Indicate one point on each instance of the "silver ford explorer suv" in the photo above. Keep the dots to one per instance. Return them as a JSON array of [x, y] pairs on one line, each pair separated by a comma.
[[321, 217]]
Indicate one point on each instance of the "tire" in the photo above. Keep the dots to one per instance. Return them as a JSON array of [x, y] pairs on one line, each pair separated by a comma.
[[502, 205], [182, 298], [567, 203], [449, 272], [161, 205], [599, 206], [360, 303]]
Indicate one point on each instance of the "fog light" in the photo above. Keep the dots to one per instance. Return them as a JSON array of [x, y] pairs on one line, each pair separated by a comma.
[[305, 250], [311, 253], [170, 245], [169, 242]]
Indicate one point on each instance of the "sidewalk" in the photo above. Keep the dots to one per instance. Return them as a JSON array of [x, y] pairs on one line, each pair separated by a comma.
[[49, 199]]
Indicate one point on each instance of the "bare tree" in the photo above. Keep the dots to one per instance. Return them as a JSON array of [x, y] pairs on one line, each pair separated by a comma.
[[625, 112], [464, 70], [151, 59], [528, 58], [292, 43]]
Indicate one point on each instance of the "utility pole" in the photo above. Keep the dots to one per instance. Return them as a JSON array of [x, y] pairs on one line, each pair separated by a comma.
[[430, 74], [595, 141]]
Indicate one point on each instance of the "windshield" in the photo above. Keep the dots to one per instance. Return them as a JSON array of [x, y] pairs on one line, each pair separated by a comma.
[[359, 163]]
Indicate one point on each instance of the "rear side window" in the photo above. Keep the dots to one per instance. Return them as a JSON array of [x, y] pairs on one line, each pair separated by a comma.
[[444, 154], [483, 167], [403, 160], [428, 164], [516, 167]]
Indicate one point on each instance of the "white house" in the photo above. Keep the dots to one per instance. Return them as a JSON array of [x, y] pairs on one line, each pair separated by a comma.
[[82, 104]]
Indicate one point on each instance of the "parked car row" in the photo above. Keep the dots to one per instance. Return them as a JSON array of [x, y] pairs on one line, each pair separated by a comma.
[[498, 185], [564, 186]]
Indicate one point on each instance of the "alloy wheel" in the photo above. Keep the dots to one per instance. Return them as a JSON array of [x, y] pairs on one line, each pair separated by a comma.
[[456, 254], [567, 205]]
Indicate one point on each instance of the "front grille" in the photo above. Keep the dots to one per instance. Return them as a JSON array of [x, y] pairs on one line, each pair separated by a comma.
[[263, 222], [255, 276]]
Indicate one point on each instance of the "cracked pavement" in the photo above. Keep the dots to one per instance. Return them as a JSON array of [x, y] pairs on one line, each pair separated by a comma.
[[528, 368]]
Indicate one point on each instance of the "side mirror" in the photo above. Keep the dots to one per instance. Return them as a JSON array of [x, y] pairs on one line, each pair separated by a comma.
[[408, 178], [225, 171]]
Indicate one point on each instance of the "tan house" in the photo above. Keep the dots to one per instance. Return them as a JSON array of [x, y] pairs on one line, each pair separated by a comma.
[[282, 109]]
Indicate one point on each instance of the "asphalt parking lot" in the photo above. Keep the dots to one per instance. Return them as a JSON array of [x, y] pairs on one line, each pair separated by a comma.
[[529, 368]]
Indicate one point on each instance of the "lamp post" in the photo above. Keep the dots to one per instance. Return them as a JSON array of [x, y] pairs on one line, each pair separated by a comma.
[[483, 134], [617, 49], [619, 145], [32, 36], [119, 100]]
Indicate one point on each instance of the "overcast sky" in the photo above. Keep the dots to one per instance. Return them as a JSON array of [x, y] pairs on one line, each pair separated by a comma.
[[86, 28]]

▶ Assignment:
Emit the records above again, exactly, with no line skipped.

▶ Response area:
Indicate one point on each instance of the "silver ford explorer suv" in the photo above. Keep the dots to one per instance. Return them as a JSON array of [x, y] pairs on one line, each pair separated by a comma.
[[321, 217]]
Indicate one point on each instance of the "tire" in the photo above. Keep the dots to one per instance. Return them as a JSON array of [x, y] pairs on one line, each pair separated by a comma.
[[502, 205], [182, 298], [567, 203], [449, 272], [161, 205], [599, 206], [360, 303]]
Indicate one point on each instance of the "fog light" in the photo above. Keep the dots to one per instance. Return them as a JSON array of [x, y] pairs on one line, each pair separated by a comma.
[[305, 250], [311, 253], [170, 245], [169, 242]]
Indicate one point on each instance of the "sidewalk" in the photo above. Keep the dots to one per instance. Return them as a JSON array of [x, y] pairs on one line, each pair separated by a comma.
[[49, 199]]
Indicate one point on each instance of the "bare tree" in the photo above. Keep the dots to one per instance. Return them as a JSON array of [x, y] pairs on one line, each pair separated by a comma.
[[625, 112], [464, 70], [151, 59], [528, 58], [292, 43]]
Indicate one point on each instance of the "utility pole" in the photo above. Keep the dots to one per instance. Return them as a JSON array of [x, y] pairs on one line, each pair separated by a comma.
[[430, 74], [595, 141]]
Indicate one point on each instance of the "windshield" in the photo above. Keep the dots to one per instance. Return them as a JSON array of [x, y] pairs on one line, each pair separated by a comma.
[[359, 163]]
Indicate one point on each instance of the "rear side window" in the photo above. Keep the dots to one per instance. Return them as a JSON array of [x, y] pairs on one line, each pair separated by a comma.
[[444, 154], [483, 167], [403, 160], [428, 164], [516, 167]]
Indicate one point on each instance of the "white house" in the photo above. Keep the dots to one per instance. Return them as a JSON array of [x, y] pairs on one line, each pair separated by a comma.
[[82, 104]]
Indicate one point on each instance of the "parked car row" in the photo above. Keep the dots to one per instance. Return them as a JSON array of [x, y] pairs on one line, each pair separated by a comma.
[[498, 185], [564, 186]]
Indicate one point on each instance of the "alloy wheel" in the photo above. Keep the dots to one per instance. Return them as a JSON array of [x, y] pairs on one line, each pair separated by a comma.
[[456, 254], [567, 205]]
Indicate one point on each instance of the "front grille" in the photo above. Keep the dots to one per instance. Return them as a JSON array of [x, y] pairs on one line, each pair separated by a comma.
[[263, 222], [255, 276]]
Indicate one point on each instance of the "cracked pavement" in the photo above. Keep the dots to one per instance. Return them as a JSON array of [x, y] pairs on one line, each pair separated by a comma.
[[528, 368]]
Indicate one point on each instance of the "side mirror" in the photo above. Keep the dots to one per instance. Return them as a JSON array of [x, y] pairs on one line, each pair separated by a comma.
[[408, 178], [225, 171]]
Indicate one point on each instance of the "tan house" in the photo above. Keep the dots to one per instance. Return them as a JSON array of [x, y] pairs on one line, each pair separated by a comma.
[[282, 109]]
Indicate one point on each instance of the "asphalt parking lot" in the photo above. Keep the dots to one per instance. Return them as a JSON array of [x, y] pairs on one line, each pair separated by a comma.
[[529, 368]]
Indicate one point on each instance of the "lamp post" in the photo above. Keep the dots to one per instance. Return them as a JSON array of [x, y] pairs on one line, each pair separated by a comma.
[[483, 134], [617, 49], [619, 145], [32, 36], [119, 100]]
Indicate one point on each instance of the "overcast sky" in the photo above. Keep the dots to one per instance. Return them as a JSON array of [x, y] pairs on one line, each pair separated by a comma.
[[86, 28]]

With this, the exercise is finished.